## Short exercise 1
In the forum thread about the wall hanging, what does m.n.j.chell say such a piece in a living room would have to avoid interfering with?
## Short exercise 2
For each statement, decide whether the forum thread about the wall hanging supports it. Answer yes or no, and quote the deciding words from the thread. (a) mikeCrafted wanted to make a smaller version. (b) The first poster would hang the piece in the living room. (c) m.n.j.chell describes their house as below average in livable space.
## Short exercise 3
Continue the forum thread about the wall hanging from its last line.

## Extract
* BEGIN *
Art like many things is very subjective, what looks commercial to some, has interest to others. 

Changing colors, contrast, and shape can completely change the feel of the piece.

I may not hang that in my living room, but I would certainly put it in my home office.


----------



## m.n.j.chell (May 12, 2016)

It's rather large, sticking out from the wall into the space. In a living room, it would have to hang somewhere that doesn't interfere with foot traffic. Even though our house is a little above average in livable space, any wall hanging like that would intrude on that space.
If you have a house with extra large, open areas, perhaps it would be okay.


----------



## mikeCrafted (May 30, 2021)

I agree, the one on the photo is too large, I wanted to make a smaller one and of course hang it somewhere where it does not interfere space needed to pass by for example.


----------



## mikeCrafted (May 30, 2021)

shoot summ said:


> Art like many things is very subjective, what looks commercial to some, has interest to others.
> Changing colors, contrast, and shape can completely change the feel of the piece.
* END *
## Information shown
* BEGIN *
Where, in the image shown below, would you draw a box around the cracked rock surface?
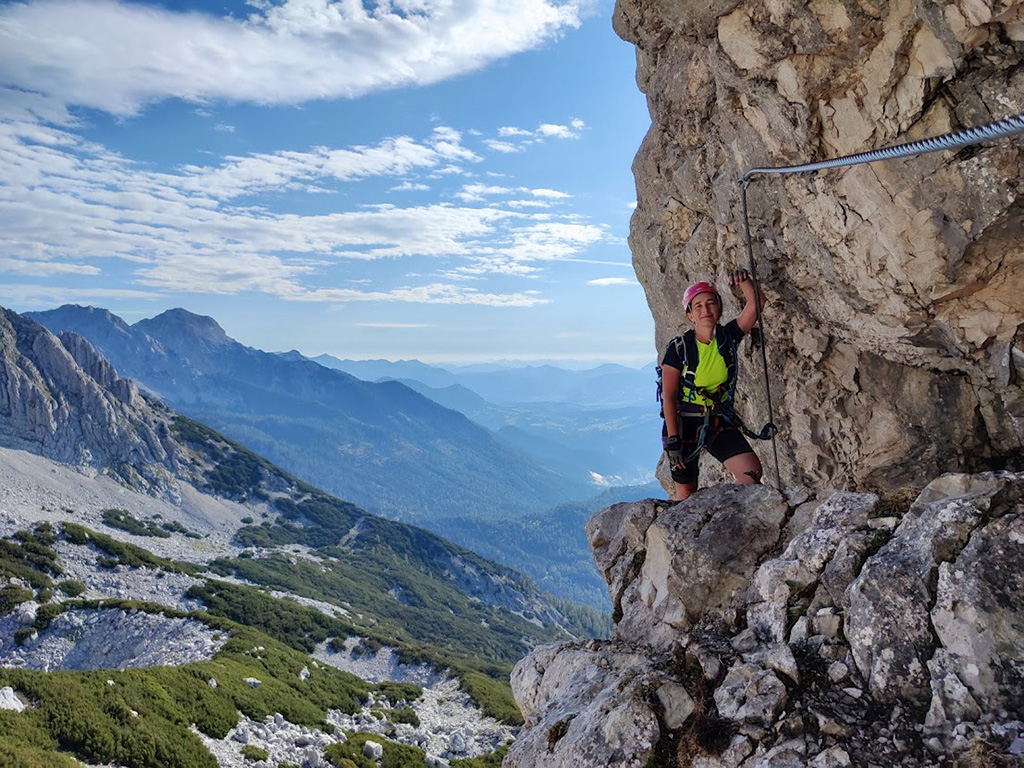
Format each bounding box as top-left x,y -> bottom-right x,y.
613,0 -> 1024,489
* END *
## Exercise answer 1
Foot traffic.

## Exercise answer 2
(a) Yes: "I wanted to make a smaller one"
(b) No: "I may not hang that in my living room, but I would certainly put it in my home office."
(c) No: "our house is a little above average in livable space"

## Exercise answer 3
> I may not hang that in my living room, but I would certainly put it in my home office.


Absolutely. The "negative" reaction is also pretty valuable, because then I can see things I may have overlooked. Collecting pros and cons if you like. Good to know, that you would also rather put it in your office.


----------



## FrankC (Aug 24, 2012)

Why not simply build a rectangle of same size pieces spaced apart, then take a disk sander and sculpt it.


----------



## shoot summ (Feb 21, 2014)

FrankC said:


> Why not simply build a rectangle of same size pieces spaced apart, then take a disk sander and sculpt it.


Or you could get really carried away and make a bench... 

A local guy made this one.


----------



## difalkner (Nov 27, 2011)

Now *that *took some time to carve! I like it, though.


----------



## Tool Agnostic (Aug 13, 2017)

It took a lot of staring and looking before I figured out how that bench was made. Very clever.


----------



## m.n.j.chell (May 12, 2016)

Tool Agnostic said:


> It took a lot of staring and looking before I figured out how that bench was made. Very clever.


Precut slices of plywood, then sanded to final shape, right? That's the impression I get.


----------



## Tool Agnostic (Aug 13, 2017)

mikechell said:


> Precut slices of plywood, then sanded to final shape, right? That's the impression I get.


Agreed. I wasn't sure how much of the precutting was done or planned. It could have started very close to final shape,. At the other extreme, it could have started as a solid block of face-glued plywood, then carved and sanded. I would not know how to tell from the final product. It is a very cool, abstract, yet functional piece.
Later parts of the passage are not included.